The records that follow need to be printed exactly. Leave out each image.
········
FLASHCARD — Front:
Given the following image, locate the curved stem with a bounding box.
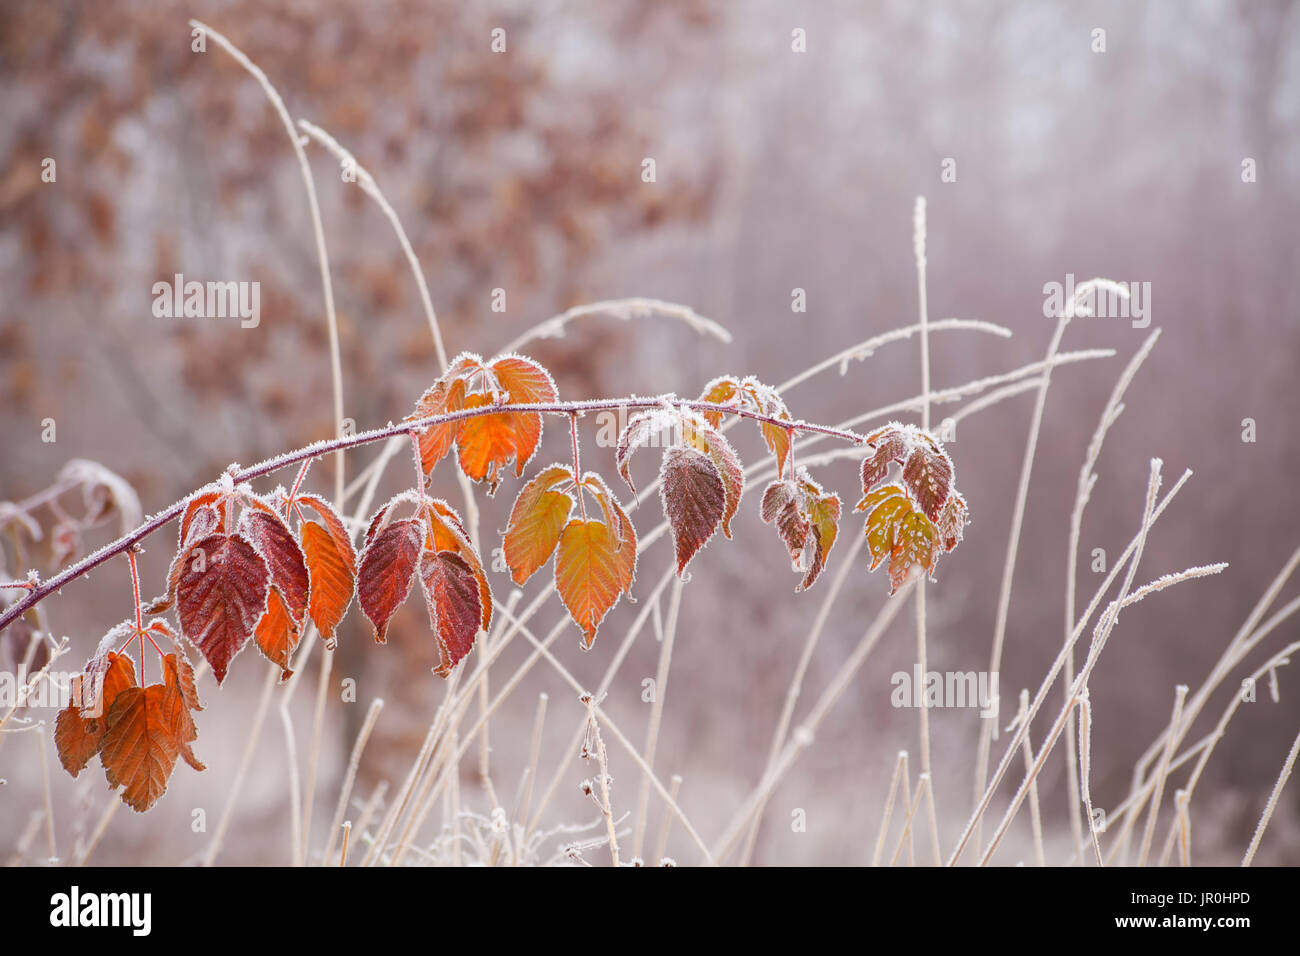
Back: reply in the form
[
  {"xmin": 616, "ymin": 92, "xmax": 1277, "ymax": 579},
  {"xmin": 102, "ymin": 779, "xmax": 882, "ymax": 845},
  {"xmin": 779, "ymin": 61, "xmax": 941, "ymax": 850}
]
········
* _RESULT FOR THIS TASK_:
FLASHCARD — Front:
Given the following image, locate the curved stem with a bounding box.
Back: reply in the form
[
  {"xmin": 616, "ymin": 92, "xmax": 1277, "ymax": 579},
  {"xmin": 102, "ymin": 779, "xmax": 882, "ymax": 845},
  {"xmin": 779, "ymin": 61, "xmax": 941, "ymax": 850}
]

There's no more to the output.